Records excerpted from a collection:
+ + + + +

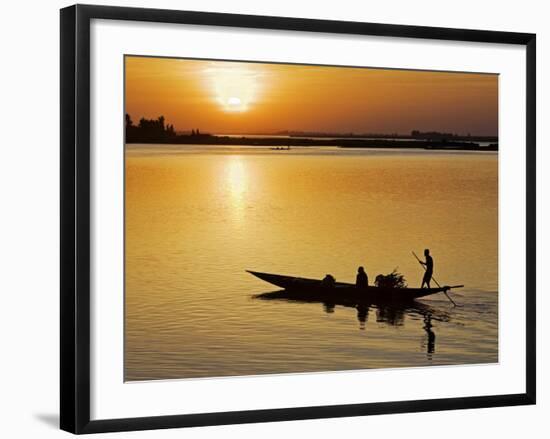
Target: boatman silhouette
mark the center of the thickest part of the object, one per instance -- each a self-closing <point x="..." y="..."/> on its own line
<point x="362" y="280"/>
<point x="429" y="264"/>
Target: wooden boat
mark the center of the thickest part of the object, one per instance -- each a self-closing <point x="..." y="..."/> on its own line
<point x="315" y="290"/>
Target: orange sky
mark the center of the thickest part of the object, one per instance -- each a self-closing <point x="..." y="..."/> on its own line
<point x="240" y="97"/>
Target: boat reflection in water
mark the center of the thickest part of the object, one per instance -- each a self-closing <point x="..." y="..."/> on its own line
<point x="390" y="313"/>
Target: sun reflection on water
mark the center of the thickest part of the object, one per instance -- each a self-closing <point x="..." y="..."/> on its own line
<point x="236" y="184"/>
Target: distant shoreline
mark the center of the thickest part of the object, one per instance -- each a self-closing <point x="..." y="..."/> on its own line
<point x="342" y="142"/>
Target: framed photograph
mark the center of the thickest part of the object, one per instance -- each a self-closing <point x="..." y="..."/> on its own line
<point x="267" y="219"/>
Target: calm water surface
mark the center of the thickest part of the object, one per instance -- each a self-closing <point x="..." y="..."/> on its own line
<point x="198" y="216"/>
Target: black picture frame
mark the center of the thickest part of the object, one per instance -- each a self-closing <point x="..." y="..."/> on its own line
<point x="75" y="217"/>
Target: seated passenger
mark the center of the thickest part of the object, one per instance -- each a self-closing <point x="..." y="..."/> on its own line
<point x="329" y="281"/>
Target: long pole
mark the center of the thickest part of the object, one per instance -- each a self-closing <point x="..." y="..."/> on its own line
<point x="433" y="278"/>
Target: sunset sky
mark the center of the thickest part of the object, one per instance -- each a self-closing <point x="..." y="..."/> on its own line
<point x="239" y="97"/>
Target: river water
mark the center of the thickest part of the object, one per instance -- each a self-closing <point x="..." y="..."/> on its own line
<point x="198" y="216"/>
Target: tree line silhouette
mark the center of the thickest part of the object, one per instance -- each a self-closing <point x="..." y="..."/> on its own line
<point x="148" y="130"/>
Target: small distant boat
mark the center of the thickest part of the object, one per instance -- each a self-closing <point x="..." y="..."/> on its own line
<point x="299" y="288"/>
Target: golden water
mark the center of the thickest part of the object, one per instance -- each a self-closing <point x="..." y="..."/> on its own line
<point x="197" y="217"/>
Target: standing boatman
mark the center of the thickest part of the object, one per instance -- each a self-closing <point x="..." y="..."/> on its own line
<point x="429" y="264"/>
<point x="362" y="280"/>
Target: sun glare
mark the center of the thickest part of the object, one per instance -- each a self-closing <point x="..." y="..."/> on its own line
<point x="235" y="88"/>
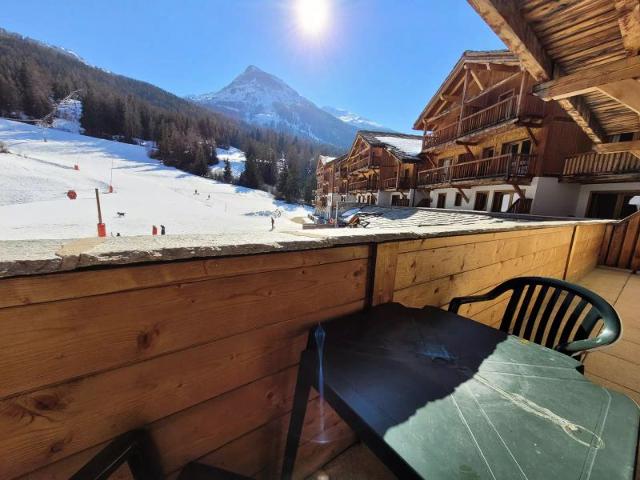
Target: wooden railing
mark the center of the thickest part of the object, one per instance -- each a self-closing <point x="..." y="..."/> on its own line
<point x="363" y="185"/>
<point x="506" y="166"/>
<point x="621" y="244"/>
<point x="495" y="114"/>
<point x="588" y="164"/>
<point x="492" y="115"/>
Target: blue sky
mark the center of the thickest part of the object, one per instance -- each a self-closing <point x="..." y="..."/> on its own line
<point x="380" y="58"/>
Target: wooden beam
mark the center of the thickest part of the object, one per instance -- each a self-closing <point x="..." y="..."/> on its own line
<point x="476" y="79"/>
<point x="618" y="147"/>
<point x="629" y="22"/>
<point x="464" y="195"/>
<point x="450" y="98"/>
<point x="626" y="92"/>
<point x="533" y="138"/>
<point x="505" y="20"/>
<point x="589" y="80"/>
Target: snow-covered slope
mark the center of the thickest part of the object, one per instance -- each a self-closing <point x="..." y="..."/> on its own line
<point x="358" y="121"/>
<point x="236" y="161"/>
<point x="260" y="98"/>
<point x="36" y="176"/>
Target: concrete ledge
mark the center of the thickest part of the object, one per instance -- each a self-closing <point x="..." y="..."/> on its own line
<point x="32" y="257"/>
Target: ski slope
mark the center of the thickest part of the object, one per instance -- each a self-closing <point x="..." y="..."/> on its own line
<point x="36" y="176"/>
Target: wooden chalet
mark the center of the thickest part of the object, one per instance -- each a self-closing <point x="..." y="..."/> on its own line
<point x="583" y="56"/>
<point x="380" y="168"/>
<point x="489" y="143"/>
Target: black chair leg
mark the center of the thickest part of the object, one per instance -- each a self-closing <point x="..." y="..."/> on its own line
<point x="306" y="372"/>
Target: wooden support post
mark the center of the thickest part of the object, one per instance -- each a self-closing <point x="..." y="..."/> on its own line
<point x="534" y="140"/>
<point x="471" y="154"/>
<point x="523" y="81"/>
<point x="464" y="195"/>
<point x="464" y="94"/>
<point x="519" y="191"/>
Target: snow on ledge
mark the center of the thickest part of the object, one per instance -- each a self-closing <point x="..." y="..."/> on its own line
<point x="32" y="257"/>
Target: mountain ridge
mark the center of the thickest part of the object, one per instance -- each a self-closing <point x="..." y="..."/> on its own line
<point x="261" y="98"/>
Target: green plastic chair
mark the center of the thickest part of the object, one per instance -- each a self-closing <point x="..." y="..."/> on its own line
<point x="520" y="316"/>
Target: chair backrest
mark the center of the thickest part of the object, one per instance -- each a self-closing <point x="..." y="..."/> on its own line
<point x="558" y="314"/>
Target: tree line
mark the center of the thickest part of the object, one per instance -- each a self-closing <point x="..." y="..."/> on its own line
<point x="33" y="76"/>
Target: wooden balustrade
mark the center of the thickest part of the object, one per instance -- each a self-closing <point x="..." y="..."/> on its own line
<point x="506" y="166"/>
<point x="363" y="185"/>
<point x="621" y="244"/>
<point x="591" y="163"/>
<point x="494" y="114"/>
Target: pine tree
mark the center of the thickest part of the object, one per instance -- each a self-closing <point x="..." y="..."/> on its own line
<point x="227" y="176"/>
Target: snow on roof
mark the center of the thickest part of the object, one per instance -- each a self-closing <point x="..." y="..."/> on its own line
<point x="403" y="146"/>
<point x="324" y="159"/>
<point x="409" y="146"/>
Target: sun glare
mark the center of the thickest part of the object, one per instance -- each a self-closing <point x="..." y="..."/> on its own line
<point x="313" y="16"/>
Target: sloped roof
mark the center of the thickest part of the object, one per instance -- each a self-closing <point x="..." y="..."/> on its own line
<point x="502" y="57"/>
<point x="403" y="146"/>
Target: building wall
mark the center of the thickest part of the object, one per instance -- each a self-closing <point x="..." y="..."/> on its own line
<point x="586" y="190"/>
<point x="529" y="191"/>
<point x="204" y="353"/>
<point x="554" y="198"/>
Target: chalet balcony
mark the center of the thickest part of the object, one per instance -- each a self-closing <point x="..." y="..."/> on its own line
<point x="490" y="116"/>
<point x="593" y="167"/>
<point x="217" y="336"/>
<point x="394" y="183"/>
<point x="502" y="167"/>
<point x="366" y="185"/>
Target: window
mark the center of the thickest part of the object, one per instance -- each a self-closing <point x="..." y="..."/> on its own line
<point x="611" y="205"/>
<point x="481" y="201"/>
<point x="505" y="95"/>
<point x="502" y="201"/>
<point x="521" y="146"/>
<point x="488" y="152"/>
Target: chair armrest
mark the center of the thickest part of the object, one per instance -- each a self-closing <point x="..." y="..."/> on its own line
<point x="455" y="303"/>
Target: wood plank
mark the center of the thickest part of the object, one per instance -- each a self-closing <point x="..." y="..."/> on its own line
<point x="426" y="265"/>
<point x="588" y="79"/>
<point x="618" y="147"/>
<point x="53" y="342"/>
<point x="629" y="22"/>
<point x="439" y="292"/>
<point x="616" y="244"/>
<point x="630" y="243"/>
<point x="45" y="288"/>
<point x="197" y="431"/>
<point x="505" y="20"/>
<point x="626" y="92"/>
<point x="51" y="424"/>
<point x="385" y="272"/>
<point x="464" y="239"/>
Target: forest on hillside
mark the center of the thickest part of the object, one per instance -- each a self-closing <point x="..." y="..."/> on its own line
<point x="33" y="76"/>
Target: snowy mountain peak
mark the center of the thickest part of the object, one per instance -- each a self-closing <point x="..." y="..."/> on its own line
<point x="358" y="121"/>
<point x="260" y="98"/>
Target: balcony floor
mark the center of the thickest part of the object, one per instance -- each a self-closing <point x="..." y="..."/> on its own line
<point x="617" y="368"/>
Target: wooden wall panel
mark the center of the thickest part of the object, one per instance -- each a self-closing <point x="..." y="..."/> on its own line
<point x="204" y="353"/>
<point x="584" y="254"/>
<point x="436" y="275"/>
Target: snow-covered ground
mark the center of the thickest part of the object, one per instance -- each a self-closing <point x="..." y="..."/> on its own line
<point x="36" y="176"/>
<point x="236" y="161"/>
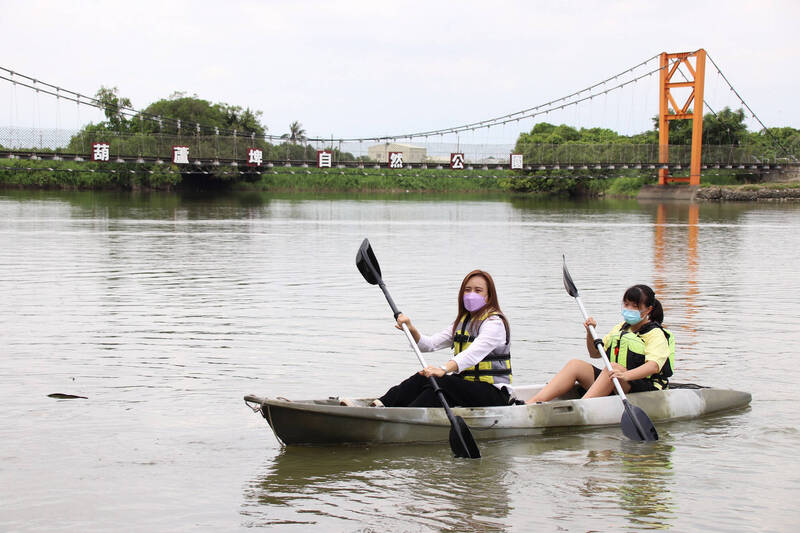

+ + + + +

List every line of the records above that contains the word "chair".

Target: black chair leg
Target: green plastic chair
Target: chair backrest
Target: chair armrest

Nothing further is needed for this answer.